Retype everything in the listing, leaving each line exactly as it is.

───── RECORD EXTRACTS

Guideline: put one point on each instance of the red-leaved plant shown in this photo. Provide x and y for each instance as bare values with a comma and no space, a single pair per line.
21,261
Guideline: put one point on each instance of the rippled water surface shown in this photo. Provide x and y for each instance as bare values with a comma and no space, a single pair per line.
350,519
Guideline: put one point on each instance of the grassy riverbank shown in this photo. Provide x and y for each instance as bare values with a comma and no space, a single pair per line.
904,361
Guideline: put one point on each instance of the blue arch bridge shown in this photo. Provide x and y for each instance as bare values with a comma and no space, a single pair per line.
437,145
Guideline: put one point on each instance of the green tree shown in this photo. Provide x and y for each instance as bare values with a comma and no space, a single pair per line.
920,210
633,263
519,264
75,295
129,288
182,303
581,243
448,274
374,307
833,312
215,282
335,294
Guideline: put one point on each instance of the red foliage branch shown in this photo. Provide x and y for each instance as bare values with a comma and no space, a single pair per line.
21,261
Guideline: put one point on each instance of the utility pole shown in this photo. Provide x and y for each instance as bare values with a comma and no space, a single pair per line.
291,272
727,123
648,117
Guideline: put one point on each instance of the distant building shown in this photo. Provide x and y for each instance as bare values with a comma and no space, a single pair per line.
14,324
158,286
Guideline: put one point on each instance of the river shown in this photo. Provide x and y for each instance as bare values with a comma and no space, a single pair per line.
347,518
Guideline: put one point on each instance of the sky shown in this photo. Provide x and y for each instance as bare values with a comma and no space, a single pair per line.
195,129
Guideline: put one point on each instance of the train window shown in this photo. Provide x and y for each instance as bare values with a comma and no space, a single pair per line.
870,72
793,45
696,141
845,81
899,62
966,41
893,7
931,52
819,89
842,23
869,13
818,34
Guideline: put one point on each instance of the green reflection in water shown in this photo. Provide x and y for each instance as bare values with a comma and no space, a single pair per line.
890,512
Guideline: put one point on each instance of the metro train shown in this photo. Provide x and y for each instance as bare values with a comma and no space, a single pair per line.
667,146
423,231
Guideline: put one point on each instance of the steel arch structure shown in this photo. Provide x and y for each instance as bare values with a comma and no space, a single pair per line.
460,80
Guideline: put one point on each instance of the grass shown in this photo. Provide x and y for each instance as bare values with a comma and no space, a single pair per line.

──────────

» FINISHED TASK
Guideline: put one point on each instance of the red-leaved plant shown in this photo. Provide x and y for each instance as bare values with a comma and no space, a single pair per line.
21,261
Guideline: put one point on each instance of the rippled water surface shown in this photo. Provide x and y for each instance as bare values with a comma and no space, a single pair per line.
350,519
Guideline: put one point on each instance of the grassy riverbank shown in this photo. Provide x and y for each instance as bare values with a comma and no space, a single pair per line.
904,361
Guideline: put one point on each instance of the blue arch bridge shown in this photo. Provide x and y for each instance as bare values with a comma and no space, a single pair per line.
437,145
Guideline: put one point on each instance of the green tree shown in this photo. Provide x and y for each instance as bare values with a comma and no space, a single pair per line.
920,210
633,263
519,264
75,295
129,288
182,303
581,243
448,274
374,307
833,312
215,282
335,294
Guideline: put one point on each instance of the red foliage branch shown in this photo. Provide x and y for each instance as bare values with a comma and no space, a single pair per line.
21,261
Guideline: put one point on each instance of the utility pole shown in this photo. Provide x and y for each instance as bare values with a comma and no space, a single pair per line.
291,272
727,123
648,117
Guideline: put one point on each instance of the distant building shown in this photo. Provide x and y for each instance as bare values with a comma and no space, a single pair per line.
14,324
158,286
Guideline: put one point on each instance of the river shown in this photo. Provide x and y for each instance as bare values with a comma and no space, a single pair per line.
347,518
Guideline: put one point on each instance of the sky shown in this photo. Provide x and y for each instance as bare values with a comma and no space, a single pair per line.
195,129
Guideline: put one point on each instance of the train window shown in this photo. Provide x and y for each instance as bare values with a comma and no space, a single pair per line.
870,72
793,45
696,141
845,81
899,62
966,41
893,7
931,52
819,89
842,23
869,13
818,34
Guideline: put one point on each instance of the green reflection in water shown in this photo. Provide x and y for each instance as bare values with a comma and no space, a single pair per line.
890,512
Guideline: put one point on each instance of the metro train shown in this photo. Provide x and y for each instance as bare values with a comma and no space, a single pair per line.
667,146
423,231
Guideline: put one point on each instance of the steel arch structure shown in this photo. Provide x and y for each instance as bare values with a comma and no space, a single pair per line.
460,80
Guideline: put one point on each instance of the grass shown in this photo. Provide x and y for each instance as bare values with a comma and no space, a single pair per line.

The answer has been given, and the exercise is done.